-- Provided material follows --

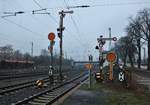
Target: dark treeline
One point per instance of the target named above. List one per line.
(138, 34)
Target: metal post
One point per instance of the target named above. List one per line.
(61, 28)
(144, 57)
(32, 49)
(109, 37)
(90, 72)
(51, 52)
(61, 42)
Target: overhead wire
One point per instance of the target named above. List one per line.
(119, 4)
(23, 27)
(45, 10)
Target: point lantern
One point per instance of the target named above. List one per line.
(51, 36)
(111, 57)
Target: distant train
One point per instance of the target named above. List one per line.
(15, 64)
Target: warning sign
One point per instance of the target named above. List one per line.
(111, 57)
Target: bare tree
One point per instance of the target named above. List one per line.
(144, 16)
(6, 52)
(134, 31)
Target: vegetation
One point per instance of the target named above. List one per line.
(8, 53)
(138, 33)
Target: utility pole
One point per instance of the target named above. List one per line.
(90, 72)
(109, 37)
(32, 49)
(144, 56)
(60, 35)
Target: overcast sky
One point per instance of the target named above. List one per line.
(83, 27)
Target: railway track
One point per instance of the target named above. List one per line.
(50, 96)
(16, 87)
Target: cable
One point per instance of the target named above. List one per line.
(27, 29)
(37, 3)
(120, 4)
(46, 11)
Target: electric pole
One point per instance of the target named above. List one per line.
(60, 35)
(32, 49)
(109, 37)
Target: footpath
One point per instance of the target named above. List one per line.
(107, 94)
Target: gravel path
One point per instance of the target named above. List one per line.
(84, 97)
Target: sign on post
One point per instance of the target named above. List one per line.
(51, 36)
(88, 66)
(111, 57)
(121, 76)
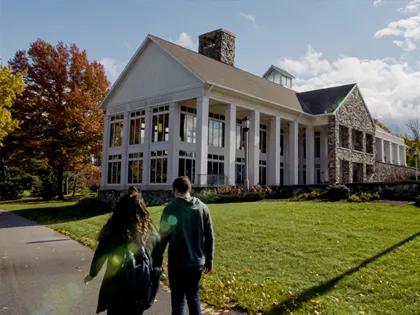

-- Provided material concluded --

Begin with the first line of the entries above and write out each line exactly, ending with the line containing "Target: sign on post". Leave out pictures.

Worked solution:
Target: dark treeline
One point per instance of the target named above. List one per line.
(138, 34)
Target: metal post
One point per instance of the target named above. List one per line.
(61, 28)
(144, 57)
(32, 49)
(109, 37)
(90, 72)
(51, 52)
(61, 42)
Target: overhead wire
One point per instance of the target named above. List one per line.
(119, 4)
(23, 27)
(45, 10)
Target: point lantern
One point per instance of the target named above. List one per line.
(51, 36)
(111, 57)
Target: distant train
One point per instance of the target named above. List one per line.
(15, 64)
Target: warning sign
One point per instance of the target named above. List one per line.
(111, 57)
Target: bare tree
One point per instance of the target named above. List one per line.
(144, 16)
(6, 52)
(134, 31)
Target: vegetation
One point per instance of the target named above. List one per line.
(8, 53)
(138, 33)
Target: utility pole
One point per instance of the target named above. List one per line.
(90, 72)
(109, 37)
(32, 49)
(144, 56)
(60, 35)
Target: overcast sky
One point per instance of the target named above. List one per line.
(83, 27)
Target: railway track
One point per instance of the target named above. List one per line.
(50, 96)
(16, 87)
Target: cable
One point per instance of the target named above. List one per line.
(27, 29)
(37, 3)
(120, 4)
(46, 11)
Target: electric pole
One point per instance of the target named above. List one per line.
(60, 35)
(32, 49)
(109, 37)
Target: footpath
One point per instance of the target named above. List one per line.
(107, 94)
Target: gravel path
One point per instance of the target named above. List one per line.
(84, 97)
Target: sign on post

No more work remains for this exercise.